What to do:
Please turn the stretch of the records below, from the line that contains "Outline white cloud above." through the line that contains "0, 76, 89, 215", into a Markdown table. Use the columns Row and Line, put a row number in Row and the line's text in Line, and leave out blank lines.

Material provided:
+ + +

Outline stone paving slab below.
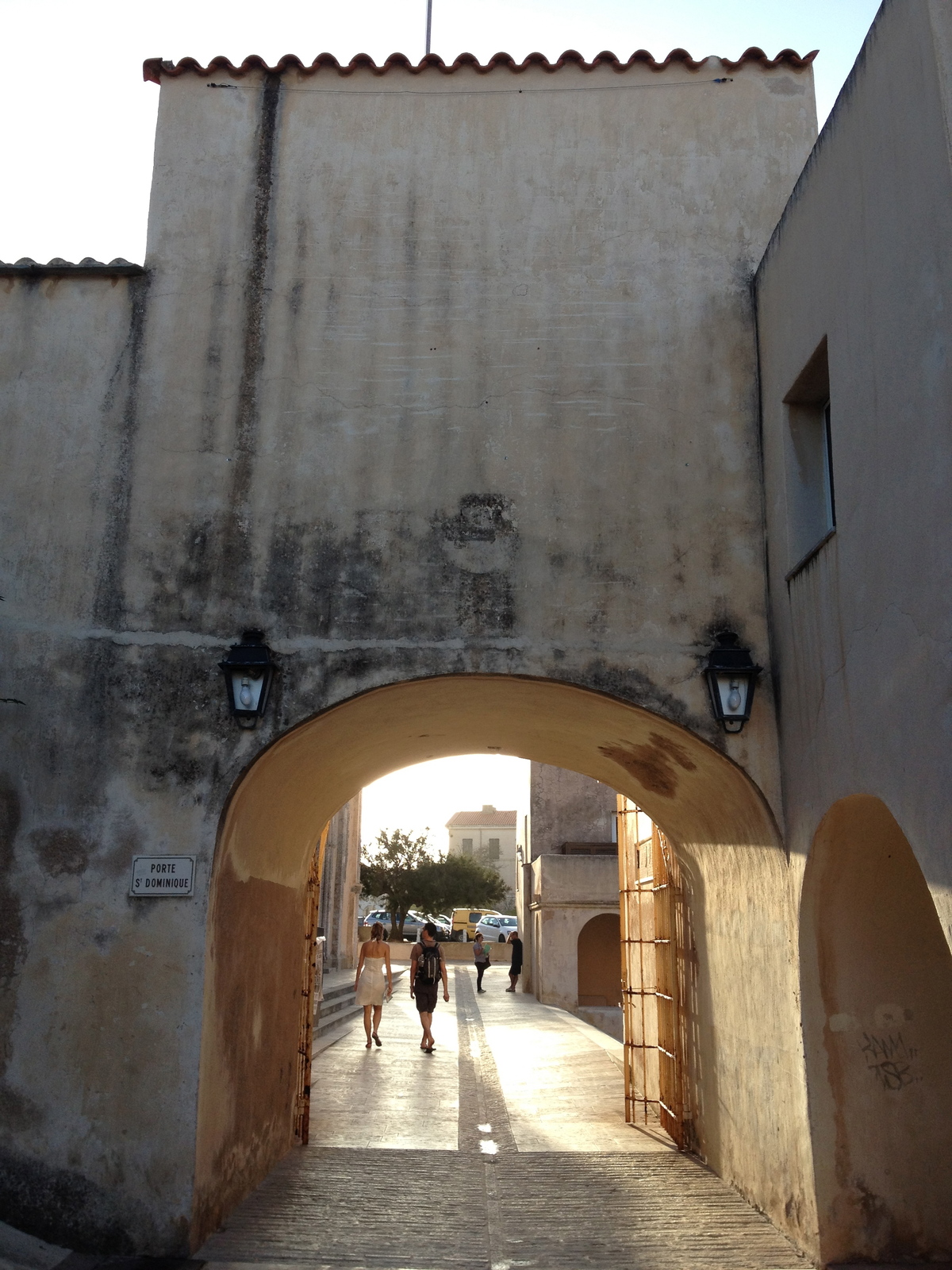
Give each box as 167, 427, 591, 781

+ + +

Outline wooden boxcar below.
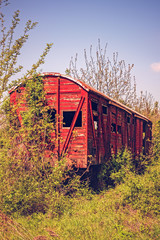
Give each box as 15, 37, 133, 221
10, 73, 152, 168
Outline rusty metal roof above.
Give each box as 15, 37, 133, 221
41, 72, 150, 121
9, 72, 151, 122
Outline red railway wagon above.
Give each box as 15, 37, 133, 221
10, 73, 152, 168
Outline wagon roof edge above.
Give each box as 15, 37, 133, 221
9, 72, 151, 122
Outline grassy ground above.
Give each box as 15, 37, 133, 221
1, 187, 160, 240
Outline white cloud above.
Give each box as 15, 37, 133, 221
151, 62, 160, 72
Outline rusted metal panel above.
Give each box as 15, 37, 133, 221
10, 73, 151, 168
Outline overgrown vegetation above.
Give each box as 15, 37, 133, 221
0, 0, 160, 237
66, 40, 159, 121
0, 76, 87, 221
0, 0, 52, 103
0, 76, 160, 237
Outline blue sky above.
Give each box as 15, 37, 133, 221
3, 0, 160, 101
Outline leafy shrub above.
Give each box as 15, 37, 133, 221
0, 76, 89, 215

+ + +

Answer to the exercise:
| Row | Line |
|---|---|
| 1 | Outline white cloud above. |
| 2 | Give each box as 15, 37, 133, 221 |
| 3 | 151, 62, 160, 72 |
| 4 | Outline rusted metal panel above. |
| 5 | Give each box as 15, 37, 133, 221 |
| 6 | 10, 73, 151, 168 |
| 7 | Outline overgrown vegetation above. |
| 8 | Give each box as 15, 37, 133, 221 |
| 9 | 0, 0, 160, 237 |
| 10 | 66, 40, 159, 121 |
| 11 | 0, 76, 87, 221 |
| 12 | 0, 0, 52, 103 |
| 13 | 0, 76, 160, 237 |
| 14 | Outline blue sky above. |
| 15 | Give each box as 15, 37, 133, 221 |
| 16 | 3, 0, 160, 101 |
| 17 | Outline leafy shrub above. |
| 18 | Give each box as 15, 37, 133, 221 |
| 19 | 0, 76, 89, 215 |